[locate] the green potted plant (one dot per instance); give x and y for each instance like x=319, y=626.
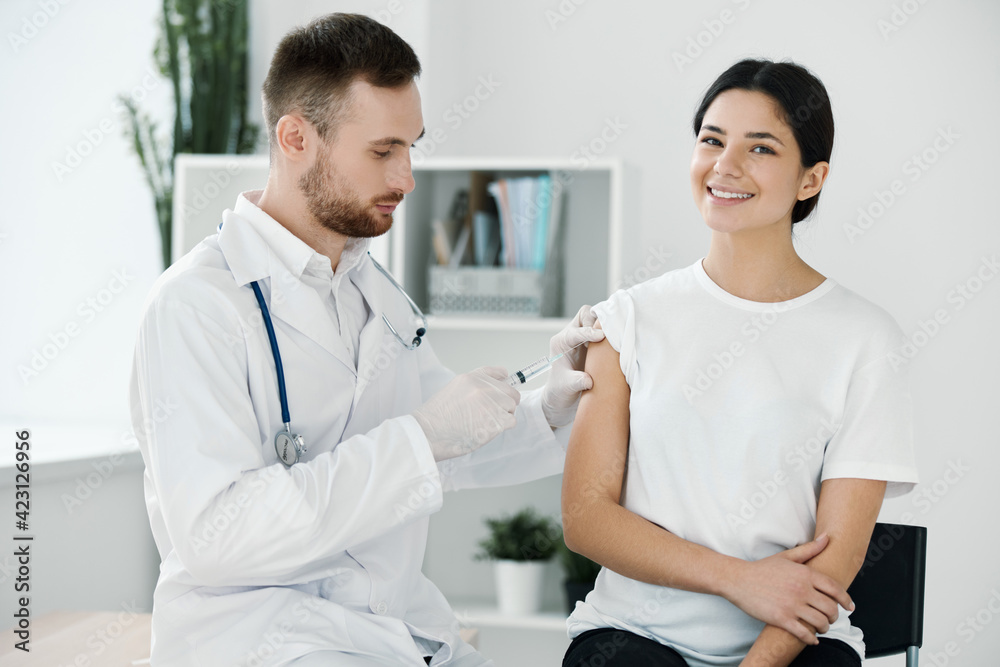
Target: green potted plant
x=203, y=50
x=581, y=573
x=520, y=546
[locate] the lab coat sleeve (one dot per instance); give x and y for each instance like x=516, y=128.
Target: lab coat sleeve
x=232, y=519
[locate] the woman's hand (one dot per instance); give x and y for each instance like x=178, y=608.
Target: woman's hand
x=781, y=591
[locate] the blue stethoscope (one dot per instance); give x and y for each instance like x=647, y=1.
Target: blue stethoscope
x=290, y=446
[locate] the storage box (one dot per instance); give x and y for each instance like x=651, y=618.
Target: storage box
x=479, y=290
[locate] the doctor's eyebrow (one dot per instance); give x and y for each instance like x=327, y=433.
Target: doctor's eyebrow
x=396, y=141
x=748, y=135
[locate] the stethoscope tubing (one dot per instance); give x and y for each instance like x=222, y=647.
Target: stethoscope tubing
x=282, y=396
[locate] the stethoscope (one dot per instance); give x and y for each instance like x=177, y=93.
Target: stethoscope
x=291, y=446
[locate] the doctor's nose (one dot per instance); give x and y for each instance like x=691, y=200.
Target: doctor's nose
x=400, y=175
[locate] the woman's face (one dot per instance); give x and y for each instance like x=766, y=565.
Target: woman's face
x=746, y=171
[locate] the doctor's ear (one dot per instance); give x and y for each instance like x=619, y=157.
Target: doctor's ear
x=291, y=134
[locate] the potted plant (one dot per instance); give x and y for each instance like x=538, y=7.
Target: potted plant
x=520, y=546
x=203, y=49
x=581, y=573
_ _ _ _ _
## REQUIRED TASK
Express every line of the entries above as a JSON list of strings, one string per line, skipping blank lines and leaving out the picture.

## OUTPUT OF THE TASK
[
  "[locate] the green potted plant (one dot per instance); give x and y for each instance like x=319, y=626.",
  "Target: green potted plant",
  "x=203, y=50",
  "x=581, y=573",
  "x=520, y=546",
  "[locate] the lab coat sleeve (one dot per instance); give x and y for each instance like x=516, y=128.",
  "Target: lab coat sleeve",
  "x=232, y=519",
  "[locate] the woman's hand (one dot per instance); give x and y for each instance like x=178, y=608.",
  "Target: woman's hand",
  "x=781, y=591",
  "[locate] the blue stethoscope (one dot per instance); give x and y for each instance like x=647, y=1.",
  "Target: blue stethoscope",
  "x=290, y=446",
  "[locate] the storage box (one dot per instance); give x and y for each instance like x=651, y=618.",
  "Target: storage box",
  "x=479, y=290",
  "[locate] the doctor's eyebrow (one dot per instance); give x and y for each instance like x=327, y=433.",
  "Target: doctor's eyebrow",
  "x=396, y=141",
  "x=748, y=135",
  "[locate] the stethoscope tubing (one dot per instance); give x and y for each instance like x=222, y=647.",
  "Target: stethoscope tubing",
  "x=282, y=396",
  "[locate] the stethoscope (one dot per instance); give x and y for each instance like x=177, y=93.",
  "Target: stethoscope",
  "x=291, y=446",
  "[locate] the doctor's nose (one dot per instance); give x and y for each instance like x=691, y=200.",
  "Target: doctor's nose",
  "x=400, y=175",
  "[locate] the woman's face (one dot per instance); give x and y for each instance like x=766, y=565.",
  "Target: woman's face",
  "x=746, y=171",
  "[locate] the doctor's ear (one dot per instance); give x and y for each instance like x=619, y=157.",
  "Target: doctor's ear",
  "x=291, y=134",
  "[locate] the potted plant (one dot per instance); give x and y for each instance like x=538, y=7.",
  "Target: potted plant",
  "x=520, y=546",
  "x=203, y=49",
  "x=581, y=573"
]